━━ Exercise material
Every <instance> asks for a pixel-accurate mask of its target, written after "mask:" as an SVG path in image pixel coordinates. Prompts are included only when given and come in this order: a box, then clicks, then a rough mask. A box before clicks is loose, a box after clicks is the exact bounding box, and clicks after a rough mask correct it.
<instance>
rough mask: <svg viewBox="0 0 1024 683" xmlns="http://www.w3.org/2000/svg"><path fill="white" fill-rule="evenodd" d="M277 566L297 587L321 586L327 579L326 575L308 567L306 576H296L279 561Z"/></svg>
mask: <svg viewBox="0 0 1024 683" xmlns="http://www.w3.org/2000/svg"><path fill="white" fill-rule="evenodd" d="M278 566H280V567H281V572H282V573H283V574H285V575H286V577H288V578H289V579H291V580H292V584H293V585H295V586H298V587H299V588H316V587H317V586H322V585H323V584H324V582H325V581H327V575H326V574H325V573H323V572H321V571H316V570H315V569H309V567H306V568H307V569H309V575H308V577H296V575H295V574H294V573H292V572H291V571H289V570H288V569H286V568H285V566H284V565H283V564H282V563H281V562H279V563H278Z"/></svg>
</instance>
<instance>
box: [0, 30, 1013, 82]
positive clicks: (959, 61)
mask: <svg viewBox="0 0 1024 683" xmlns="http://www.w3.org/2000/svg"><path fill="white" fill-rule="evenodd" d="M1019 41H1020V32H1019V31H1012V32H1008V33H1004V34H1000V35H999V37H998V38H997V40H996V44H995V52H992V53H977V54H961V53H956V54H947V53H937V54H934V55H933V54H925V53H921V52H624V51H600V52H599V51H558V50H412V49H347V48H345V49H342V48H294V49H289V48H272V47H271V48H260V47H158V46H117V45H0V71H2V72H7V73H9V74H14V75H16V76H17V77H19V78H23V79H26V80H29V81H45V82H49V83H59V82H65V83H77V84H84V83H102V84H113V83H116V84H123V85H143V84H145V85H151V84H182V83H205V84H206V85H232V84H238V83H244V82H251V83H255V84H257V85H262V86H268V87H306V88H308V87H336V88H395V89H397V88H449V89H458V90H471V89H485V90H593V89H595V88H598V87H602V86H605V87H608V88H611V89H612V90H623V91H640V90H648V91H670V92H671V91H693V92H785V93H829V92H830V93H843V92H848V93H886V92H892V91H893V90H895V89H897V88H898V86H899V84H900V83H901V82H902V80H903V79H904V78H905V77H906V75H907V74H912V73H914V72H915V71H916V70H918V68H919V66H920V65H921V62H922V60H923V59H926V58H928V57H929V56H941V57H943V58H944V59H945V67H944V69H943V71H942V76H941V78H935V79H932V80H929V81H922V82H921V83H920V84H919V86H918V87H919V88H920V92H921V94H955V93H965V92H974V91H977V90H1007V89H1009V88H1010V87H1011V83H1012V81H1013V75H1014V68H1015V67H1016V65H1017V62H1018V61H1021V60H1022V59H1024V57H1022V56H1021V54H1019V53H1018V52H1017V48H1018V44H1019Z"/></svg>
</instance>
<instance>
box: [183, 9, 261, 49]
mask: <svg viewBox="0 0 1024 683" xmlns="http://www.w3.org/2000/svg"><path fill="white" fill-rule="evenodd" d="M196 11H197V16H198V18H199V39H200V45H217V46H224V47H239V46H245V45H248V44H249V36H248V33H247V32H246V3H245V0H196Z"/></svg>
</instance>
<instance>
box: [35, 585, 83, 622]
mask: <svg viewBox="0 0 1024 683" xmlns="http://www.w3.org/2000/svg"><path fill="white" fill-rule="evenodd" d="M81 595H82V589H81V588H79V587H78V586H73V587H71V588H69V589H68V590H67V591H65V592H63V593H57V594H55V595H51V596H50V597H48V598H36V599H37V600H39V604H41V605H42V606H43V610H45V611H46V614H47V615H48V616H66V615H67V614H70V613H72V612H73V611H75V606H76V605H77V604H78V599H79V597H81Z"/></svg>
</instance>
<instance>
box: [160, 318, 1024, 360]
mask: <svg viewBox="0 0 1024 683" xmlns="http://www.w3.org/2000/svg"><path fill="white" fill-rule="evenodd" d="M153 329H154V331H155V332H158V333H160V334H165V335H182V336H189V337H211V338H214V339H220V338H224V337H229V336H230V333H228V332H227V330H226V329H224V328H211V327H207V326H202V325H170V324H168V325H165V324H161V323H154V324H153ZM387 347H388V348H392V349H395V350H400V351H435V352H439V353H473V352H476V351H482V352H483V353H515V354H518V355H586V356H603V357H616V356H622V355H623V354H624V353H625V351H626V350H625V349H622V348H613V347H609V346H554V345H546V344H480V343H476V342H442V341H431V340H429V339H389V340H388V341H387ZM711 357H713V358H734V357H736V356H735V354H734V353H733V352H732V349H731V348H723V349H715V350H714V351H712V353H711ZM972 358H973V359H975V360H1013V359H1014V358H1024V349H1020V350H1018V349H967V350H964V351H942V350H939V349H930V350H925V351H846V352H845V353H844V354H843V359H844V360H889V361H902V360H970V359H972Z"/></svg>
━━━━
Write out each line of the data above again, exactly as given.

# Reply
Every <instance> asks for a pixel-accurate mask of its target, written after "mask:" as an SVG path in image pixel coordinates. Prompts are included only when given and come in this order: a box, then clicks, then a rough mask. A box before clicks is loose, a box after clicks is the exact bounding box, and clicks after a rough mask correct it.
<instance>
rough mask: <svg viewBox="0 0 1024 683" xmlns="http://www.w3.org/2000/svg"><path fill="white" fill-rule="evenodd" d="M277 566L297 587L321 586L327 579L326 575L308 567L306 576H296L279 561Z"/></svg>
mask: <svg viewBox="0 0 1024 683" xmlns="http://www.w3.org/2000/svg"><path fill="white" fill-rule="evenodd" d="M278 566H280V567H281V572H282V573H283V574H285V575H286V577H288V578H289V579H291V580H292V584H293V585H295V586H298V587H299V588H316V587H317V586H322V585H323V584H324V582H325V581H327V575H326V574H325V573H323V572H321V571H316V570H315V569H309V567H306V568H307V569H309V575H308V577H296V575H295V574H294V573H292V572H291V571H289V570H288V569H286V568H285V566H284V565H283V564H282V563H281V562H279V563H278Z"/></svg>
</instance>
<instance>
box: [0, 30, 1013, 82]
positive clicks: (959, 61)
mask: <svg viewBox="0 0 1024 683" xmlns="http://www.w3.org/2000/svg"><path fill="white" fill-rule="evenodd" d="M1019 41H1020V32H1019V31H1012V32H1008V33H1004V34H1000V35H999V37H998V38H997V40H996V44H995V52H992V53H977V54H961V53H956V54H947V53H937V54H934V55H933V54H925V53H921V52H624V51H600V52H599V51H558V50H412V49H347V48H345V49H342V48H294V49H289V48H272V47H271V48H260V47H158V46H117V45H0V71H2V72H7V73H9V74H14V75H16V76H17V77H19V78H23V79H26V80H29V81H45V82H49V83H59V82H65V83H77V84H84V83H102V84H113V83H116V84H123V85H143V84H145V85H151V84H182V83H205V84H206V85H232V84H238V83H244V82H251V83H255V84H257V85H262V86H268V87H306V88H308V87H336V88H395V89H397V88H449V89H458V90H471V89H485V90H593V89H595V88H598V87H602V86H605V87H608V88H611V89H612V90H623V91H640V90H648V91H670V92H671V91H693V92H785V93H829V92H830V93H843V92H848V93H886V92H892V91H893V90H895V89H897V88H898V86H899V84H900V83H901V82H902V80H903V79H904V78H905V77H906V75H907V74H912V73H914V72H915V71H916V70H918V68H919V66H920V65H921V62H922V60H923V59H926V58H928V57H929V56H941V57H943V58H944V59H945V67H944V69H943V71H942V76H941V78H935V79H932V80H929V81H922V82H921V83H920V84H919V86H918V87H919V88H920V92H921V94H955V93H965V92H974V91H977V90H1007V89H1009V88H1010V87H1011V83H1012V81H1013V75H1014V68H1015V67H1016V65H1017V62H1018V61H1021V60H1022V59H1024V57H1022V56H1021V54H1019V53H1018V52H1017V48H1018V44H1019Z"/></svg>
</instance>
<instance>
box: [183, 9, 261, 49]
mask: <svg viewBox="0 0 1024 683" xmlns="http://www.w3.org/2000/svg"><path fill="white" fill-rule="evenodd" d="M196 11H197V16H198V18H199V39H200V45H217V46H224V47H239V46H245V45H248V44H249V36H248V33H247V32H246V3H245V0H196Z"/></svg>
</instance>
<instance>
box: [35, 585, 83, 622]
mask: <svg viewBox="0 0 1024 683" xmlns="http://www.w3.org/2000/svg"><path fill="white" fill-rule="evenodd" d="M81 595H82V589H81V588H79V587H78V586H73V587H71V588H69V589H68V590H67V591H65V592H63V593H57V594H55V595H51V596H50V597H48V598H36V599H37V600H39V604H41V605H42V606H43V610H45V611H46V614H47V615H48V616H66V615H67V614H70V613H72V612H73V611H75V606H76V605H77V604H78V599H79V597H81Z"/></svg>
</instance>
<instance>
box: [160, 318, 1024, 360]
mask: <svg viewBox="0 0 1024 683" xmlns="http://www.w3.org/2000/svg"><path fill="white" fill-rule="evenodd" d="M153 329H154V331H155V332H158V333H160V334H165V335H182V336H189V337H211V338H214V339H220V338H224V337H229V336H230V333H228V332H227V330H226V329H224V328H211V327H207V326H202V325H170V324H168V325H165V324H161V323H154V324H153ZM387 347H388V348H392V349H395V350H400V351H435V352H439V353H473V352H476V351H482V352H483V353H515V354H518V355H586V356H603V357H616V356H622V355H623V354H624V353H625V351H626V350H625V349H622V348H613V347H609V346H554V345H546V344H480V343H476V342H442V341H431V340H429V339H389V340H388V341H387ZM711 357H713V358H734V357H736V356H735V354H734V353H733V352H732V349H731V348H723V349H715V350H714V351H712V353H711ZM972 358H973V359H975V360H1013V359H1014V358H1024V349H1020V350H1018V349H967V350H964V351H942V350H939V349H930V350H925V351H846V352H845V353H844V354H843V359H844V360H889V361H902V360H970V359H972Z"/></svg>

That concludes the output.